Data extract
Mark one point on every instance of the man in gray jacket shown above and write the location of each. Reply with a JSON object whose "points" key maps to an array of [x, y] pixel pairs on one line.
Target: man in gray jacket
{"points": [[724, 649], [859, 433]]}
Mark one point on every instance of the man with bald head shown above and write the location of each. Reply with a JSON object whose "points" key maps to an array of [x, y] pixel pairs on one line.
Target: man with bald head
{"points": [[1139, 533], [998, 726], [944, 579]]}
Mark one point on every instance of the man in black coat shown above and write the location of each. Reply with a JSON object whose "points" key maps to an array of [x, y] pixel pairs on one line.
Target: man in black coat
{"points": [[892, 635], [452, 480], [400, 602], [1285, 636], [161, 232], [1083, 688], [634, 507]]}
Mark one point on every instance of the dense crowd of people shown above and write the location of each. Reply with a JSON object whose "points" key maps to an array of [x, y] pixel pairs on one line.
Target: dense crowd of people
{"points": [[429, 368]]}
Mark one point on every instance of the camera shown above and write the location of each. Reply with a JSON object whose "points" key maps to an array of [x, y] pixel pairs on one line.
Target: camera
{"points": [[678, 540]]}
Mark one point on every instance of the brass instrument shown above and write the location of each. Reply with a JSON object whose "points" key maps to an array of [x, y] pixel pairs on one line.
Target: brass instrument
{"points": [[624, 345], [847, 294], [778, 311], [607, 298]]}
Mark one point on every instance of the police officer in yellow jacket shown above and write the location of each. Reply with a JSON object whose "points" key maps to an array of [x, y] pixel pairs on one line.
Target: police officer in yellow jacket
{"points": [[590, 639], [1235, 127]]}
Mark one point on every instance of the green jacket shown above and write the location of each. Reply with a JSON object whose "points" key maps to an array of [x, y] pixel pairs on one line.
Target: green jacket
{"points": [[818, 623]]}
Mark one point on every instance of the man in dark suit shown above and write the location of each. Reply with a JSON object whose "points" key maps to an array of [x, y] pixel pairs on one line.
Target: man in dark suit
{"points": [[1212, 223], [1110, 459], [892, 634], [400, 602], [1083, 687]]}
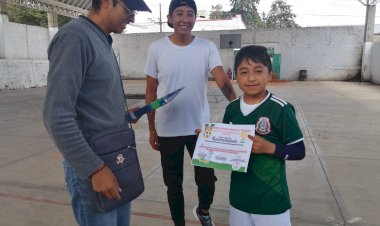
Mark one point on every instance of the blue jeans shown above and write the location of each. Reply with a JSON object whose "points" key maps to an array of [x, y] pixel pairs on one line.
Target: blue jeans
{"points": [[84, 213]]}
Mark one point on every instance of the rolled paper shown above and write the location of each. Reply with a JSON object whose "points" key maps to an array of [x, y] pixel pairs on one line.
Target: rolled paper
{"points": [[132, 115]]}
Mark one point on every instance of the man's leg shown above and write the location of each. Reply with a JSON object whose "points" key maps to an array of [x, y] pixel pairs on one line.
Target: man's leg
{"points": [[204, 178], [171, 149], [85, 214]]}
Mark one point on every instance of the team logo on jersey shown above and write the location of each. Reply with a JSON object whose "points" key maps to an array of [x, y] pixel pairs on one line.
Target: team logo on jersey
{"points": [[208, 130], [263, 126]]}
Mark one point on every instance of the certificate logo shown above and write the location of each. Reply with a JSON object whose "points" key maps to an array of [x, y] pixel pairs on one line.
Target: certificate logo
{"points": [[236, 166], [208, 131], [263, 126]]}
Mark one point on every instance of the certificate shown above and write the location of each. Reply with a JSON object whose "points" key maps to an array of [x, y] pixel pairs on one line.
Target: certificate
{"points": [[224, 146]]}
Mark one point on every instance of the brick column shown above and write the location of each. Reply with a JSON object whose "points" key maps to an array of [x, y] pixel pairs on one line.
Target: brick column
{"points": [[52, 23]]}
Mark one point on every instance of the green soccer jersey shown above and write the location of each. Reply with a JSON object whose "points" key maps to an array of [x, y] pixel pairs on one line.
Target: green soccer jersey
{"points": [[263, 189]]}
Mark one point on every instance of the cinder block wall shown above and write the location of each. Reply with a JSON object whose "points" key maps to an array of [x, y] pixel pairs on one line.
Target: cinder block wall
{"points": [[327, 53]]}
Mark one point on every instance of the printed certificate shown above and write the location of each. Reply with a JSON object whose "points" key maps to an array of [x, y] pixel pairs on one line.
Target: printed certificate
{"points": [[224, 146]]}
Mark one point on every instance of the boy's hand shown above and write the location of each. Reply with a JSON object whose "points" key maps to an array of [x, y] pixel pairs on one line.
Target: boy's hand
{"points": [[262, 146], [153, 140], [132, 110]]}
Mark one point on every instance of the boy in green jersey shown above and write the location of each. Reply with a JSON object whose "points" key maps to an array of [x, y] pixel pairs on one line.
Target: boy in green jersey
{"points": [[260, 197]]}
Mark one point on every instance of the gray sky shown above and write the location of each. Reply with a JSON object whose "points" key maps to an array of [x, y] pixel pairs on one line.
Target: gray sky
{"points": [[309, 12]]}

Exercise goal
Drop the images and quote the entries word for word.

Output below
Mark one point on every instance of the man in gray jacket shown above and write the location of each. Reply with a JSON object whose "points" key maps to an array of [x, y] pixel pairs on one line.
Target: man in gray jacket
{"points": [[724, 649], [859, 433]]}
Mark one point on every instance of the man with bald head shown above and write the location of each. Reply with a JSON object whose "points" key maps to an array of [x, y] pixel pairs on one line.
Target: man with bald head
{"points": [[1139, 533], [998, 726], [944, 579]]}
Mark one point on every instance of the man in black coat shown above and write the location of each. Reply with a JSON object whose "points" key maps to an array of [x, y] pixel pairs on one line.
Target: man in black coat
{"points": [[892, 635], [452, 480], [400, 602], [1285, 636], [161, 232], [1083, 688], [634, 507]]}
Mark one point on every instance of the dense crowd of people shown above and write the location of each. Reply with a JSON object whose "points" key maps to an array of [x, y] pixel pairs on one line.
Target: dense crowd of people
{"points": [[429, 368]]}
Mark one point on every instance of the camera shown above and write the location of each. Reply with a JSON object whose "points" key maps to an array of [x, y] pixel pairs on one line.
Target: camera
{"points": [[678, 540]]}
Mark one point on every instance of the brass instrument shown above and write the location of each. Reply with a JSON object whose "points" key maps to an array of [x, y] pixel pairs on one line.
Target: brass instrument
{"points": [[624, 345], [847, 294], [778, 311], [607, 298]]}
Mark one point on every instance of the police officer in yellow jacket shown above and write the location of each. Reply with a JSON object whose "points" key maps to an array of [x, y] pixel pairs on one line.
Target: police officer in yellow jacket
{"points": [[590, 639], [1235, 127]]}
Mark one point on every instance of the green jacket shown above and write the location of each. Reply with a JSON object whose "points" key maps to an array of [x, y] pixel pairs on one line.
Target: green jacket
{"points": [[818, 623]]}
Mark one point on every instance of the man in dark suit shown above and write the location of each. Reply with a JSON object whose "points" key maps to an array of [x, y] pixel pairs on one line.
Target: man in dark suit
{"points": [[1212, 223], [1110, 459], [892, 634], [400, 602], [1083, 687]]}
Mark one point on every instance of the blue jeans shown above and write the location of each. Reply with a JSON object whose "points" key maps to an array of [x, y] pixel pairs on one line.
Target: blue jeans
{"points": [[84, 213]]}
Mark one point on every instance of the rolled paper shown above and write the location of each. Reply with a JSON object whose "points" key maps to an array of [x, y] pixel pairs on one line.
Target: rolled paper
{"points": [[132, 115]]}
Mark one point on every instance of the man's leg shown above and write the location of each. Reply with a JSON object whose "points" key maps to an array of [x, y] pixel pairs on one line.
Target: man's leg
{"points": [[204, 178], [171, 149], [85, 214]]}
Mark one point on every instance of the team logo on jersey shown above and write the location of each. Reply with a JSON object whose "points" key maps to an array of [x, y] pixel pairs on one line.
Target: team logo on jersey
{"points": [[208, 130], [263, 126]]}
Mark one point on every instance of the certificate logo shown above and write the location of each. Reply with a JSON object whose "points" key maps to an array of [x, y] pixel pairs on one line.
Target: certificate logo
{"points": [[236, 166], [208, 131], [263, 126]]}
Mark one point on every instance of the certificate shown above and write the location of each. Reply with a JSON object whose "points" key maps to an array of [x, y] pixel pairs on one line.
Target: certificate
{"points": [[224, 146]]}
Mark one point on every instance of the brick column shown above and write the location of each. Reply with a JSON object whose "points" key maps to an array of [x, y] pixel pairs on one line.
Target: brick column
{"points": [[52, 23]]}
Mark one point on every instance of the green soccer jersey shown above and write the location of each. Reply with a JSON object whose "points" key maps to an array of [x, y] pixel pairs on one line.
Target: green soccer jersey
{"points": [[263, 189]]}
Mark one point on every instance of the cinder block wall shown above and write the location of each. Reply with a JSON object whose "points" key maps to an array of [x, y] pixel pairs on one line.
Target: cinder block wall
{"points": [[327, 53]]}
Mark one point on every instance of the printed certificate shown above and write the location of each. Reply with a JSON object whose "points" key maps to an array of [x, y] pixel pairs on one line.
Target: printed certificate
{"points": [[224, 146]]}
Mark one point on every instance of the boy's hand shown above and write the location of each. Reply with a JSON object whose "points" key maps to an array of [x, y] pixel pairs on one line.
Target: boy's hand
{"points": [[262, 146], [153, 140], [132, 110]]}
Mark one point on every instance of the boy in green jersey shown above and write the location of each. Reply with a JSON object whose "points" key maps to an array of [x, y] pixel pairs on one line.
Target: boy in green jersey
{"points": [[260, 197]]}
Mark one point on every instance of the gray sky shown above and write the location of each. Reply with a JSON object whose "points" key maps to an array of [x, y] pixel pairs on one line.
Target: gray sky
{"points": [[309, 12]]}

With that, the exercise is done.